**PAGE:**
----------

[Intel-gfx] [RFC v2 0/5] Waitboost drm syncobj waits
Rob Clark
robdclark at gmail.com
Fri Feb 17 14:55:30 UTC 2023
On Fri, Feb 17, 2023 at 4:56 AM Tvrtko Ursulin
<tvrtko.ursulin at linux.intel.com> wrote:
>
>
> On 16/02/2023 18:19, Rodrigo Vivi wrote:
> > On Tue, Feb 14, 2023 at 11:14:00AM -0800, Rob Clark wrote:
> >> On Fri, Feb 10, 2023 at 5:07 AM Tvrtko Ursulin
> >> <tvrtko.ursulin at linux.intel.com> wrote:
> >>>
> >>> From: Tvrtko Ursulin <tvrtko.ursulin at intel.com>
> >>>
> >>> In i915 we have this concept of "wait boosting" where we give a priority boost
> >>> for instance to fences which are actively waited upon from userspace. This has
> >>> it's pros and cons and can certainly be discussed at lenght. However fact is
> >>> some workloads really like it.
> >>>
> >>> Problem is that with the arrival of drm syncobj and a new userspace waiting
> >>> entry point it added, the waitboost mechanism was bypassed. Hence I cooked up
> >>> this mini series really (really) quickly to see if some discussion can be had.

----------

**BRIEF 1:** In the waitboost email, which fences does i915 give a priority boost to under "wait boosting"?
**BRIEF 2:** Render this sentence from the waitboost email in Spanish: "Problem is that with the arrival of drm syncobj and a new userspace waiting entry point it added, the waitboost mechanism was bypassed."
**BRIEF 3:** Write the next part of the waitboost email, picking up after its final sentence.

**Coordinate annotation records:**

----------

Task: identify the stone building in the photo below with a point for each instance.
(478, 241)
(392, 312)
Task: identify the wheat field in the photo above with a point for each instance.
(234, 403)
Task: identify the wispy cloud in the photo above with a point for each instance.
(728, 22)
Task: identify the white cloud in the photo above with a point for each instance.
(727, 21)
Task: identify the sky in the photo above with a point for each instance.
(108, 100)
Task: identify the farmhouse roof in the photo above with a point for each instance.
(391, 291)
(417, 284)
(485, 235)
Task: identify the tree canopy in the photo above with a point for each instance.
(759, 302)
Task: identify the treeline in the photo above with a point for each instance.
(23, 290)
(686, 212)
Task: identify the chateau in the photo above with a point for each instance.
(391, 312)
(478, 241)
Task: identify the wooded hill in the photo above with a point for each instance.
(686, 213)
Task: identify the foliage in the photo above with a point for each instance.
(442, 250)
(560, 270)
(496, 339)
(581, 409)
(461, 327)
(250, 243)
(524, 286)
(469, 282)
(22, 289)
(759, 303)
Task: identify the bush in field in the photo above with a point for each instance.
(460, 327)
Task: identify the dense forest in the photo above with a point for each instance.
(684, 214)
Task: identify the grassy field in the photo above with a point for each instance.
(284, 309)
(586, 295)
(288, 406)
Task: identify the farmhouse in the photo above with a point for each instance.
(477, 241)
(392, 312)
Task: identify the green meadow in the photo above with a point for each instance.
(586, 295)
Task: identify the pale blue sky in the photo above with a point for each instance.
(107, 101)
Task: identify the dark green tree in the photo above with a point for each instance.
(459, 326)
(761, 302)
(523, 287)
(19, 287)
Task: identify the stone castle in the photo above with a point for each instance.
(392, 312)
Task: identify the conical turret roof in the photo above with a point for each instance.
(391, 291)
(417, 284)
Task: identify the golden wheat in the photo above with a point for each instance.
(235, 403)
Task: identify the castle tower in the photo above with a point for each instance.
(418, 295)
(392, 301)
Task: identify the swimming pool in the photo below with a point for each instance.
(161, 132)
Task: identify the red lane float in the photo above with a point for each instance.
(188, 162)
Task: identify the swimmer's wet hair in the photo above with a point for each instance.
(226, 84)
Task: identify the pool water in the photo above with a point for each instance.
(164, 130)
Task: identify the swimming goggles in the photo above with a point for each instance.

----------

**REPLY 1:** Fences which are actively waited upon from userspace.

**REPLY 2:** El problema es que, con la llegada de drm syncobj y del nuevo punto de entrada de espera en el espacio de usuario que este añadió, el mecanismo de waitboost quedó eludido.

**REPLY 3:**
> >>>
> >>> It adds a concept of "wait count" to dma fence, which is incremented for every
> >>> explicit dma_fence_enable_sw_signaling and dma_fence_add_wait_callback (like
> >>> dma_fence_add_callback but from explicit/userspace wait paths).
> >>
> >> I was thinking about a similar thing, but in the context of dma_fence
> >> (or rather sync_file) fd poll()ing. How does the kernel differentiate
> >> between "housekeeping" poll()ers that don't want to trigger boost but
> >> simply know when to do cleanup, and waiters who are waiting with some
> >> urgency. I think we could use EPOLLPRI for this purpose.
> >>
> >> Not sure how that translates to waits via the syncobj. But I think we
> >> want to let userspace give some hint about urgent vs housekeeping
> >> waits.
> >
> > Should the hint be on the waits, or should the hints be on the executed
> > context?
> >
> > In the end we need some way to quickly ramp-up the frequency to avoid
> > the execution bubbles.
> >
> > waitboost is trying to guess that, but in some cases it guess wrong
> > and waste power.
>
> Do we have a list of workloads which shows who benefits and who loses
> from the current implementation of waitboost?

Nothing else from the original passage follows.